— start Text passage —
At the risk of getting ahead of ourselves, we can probably get a better feel for this data, however, by calculating both its mean and its standard deviation (another useful concept from statistics) and plotting a histogram (a nice way to visualize some data sets).

R makes doing these three things (and so many other things) exceedingly easy, as seen below.

Note, in the commands below, a # indicates a comment meant for humans and all text to the right of this symbol is ignored by R.

> mean(rivers)
[1] 591.1844
> sd(rivers)    # sd() is a function which finds standard deviations
[1] 493.8708
> hist(rivers)  # hist() is a function which plots histograms

Data From Other Sources

I know what you are thinking -- what if you want to examine some data that's not automatically provided with R?

We'll answer this question more fully later -- but for now, if you just want to store a list of numerical values you found on the web somewhere into a vector so you can do all the things we just did to the rivers data set, don't worry -- there's a really easy way to do it!

We can use the scan() function, as shown in the example below:

Suppose you come across the following data set on the web, and wish to use it in R:

230, 146, 54, 463, 75, 377, 346, 77, 430, 30, 247, 251, 225, 488, 87, 424, 356, 80, 45, 171, 232, 466, 89, 209, 259

To store this data in a variable $x$, simply do the following:

  1. Select all of the values and use "Ctrl-C" or "⌘-C" as appropriate, to copy the data from the webpage.

  2. Then, noting that commas separate the values, type the following in R:

    x = scan(sep=",")
    

    Note: if there were no commas, you can just use x = scan().

  3. A new prompt of "1:" will be shown.

    > x = scan(sep=",")
    1: 
    

  4. Use "Ctrl-V" or "⌘-V", as appropriate to then paste the data in R, and hit "Enter".

  5. At this point R will display some number other than 1, followed by a colon.

    > x = scan(sep=",")
    1: 230, 146, 54, 463, 75, 377, 346, 77, 430, 30, 247, 251, 225, 488, 87, 424, 356,
    80, 45, 171, 232, 466, 89, 209, 259
    26: 
    

    The "26" above tells you that R has scanned 25 values and is waiting on you to type more if you wish, or to indicate that you are done by hitting "Enter" a second time. We have no more data, so hit "Enter" a second time.

  6. That's it! Your data is now stored in the variable $x$.

Quitting the Program

We've just scratched the surface of R, but that will do for now.

If you are working in R-Studio, you can quit the program in the normal way (i.e., select "Quit RStudio" from the menu). Alternatively (especially if you are working with R in a console or other environment) -- you can simply type q() at the prompt.

In both situations, however, you will be asked if you wish to save your workspace image. If you answer in the affirmative, all of the variables with which you have been working will be automatically loaded, so you can pick up right where you left off...
— end Text passage —
— start Data section —
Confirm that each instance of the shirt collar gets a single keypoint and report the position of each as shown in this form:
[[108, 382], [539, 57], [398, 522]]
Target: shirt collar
— end Data section —
[Do this]:
Answer these questions using the R tutorial above:
1. What value does R report for the mean of the rivers data?
2. What command does the tutorial give for storing values that are not separated by commas?
3. What can be typed at the prompt to quit the program?

[Output of the exercise]:
1. 591.1844
2. x = scan()
3. q()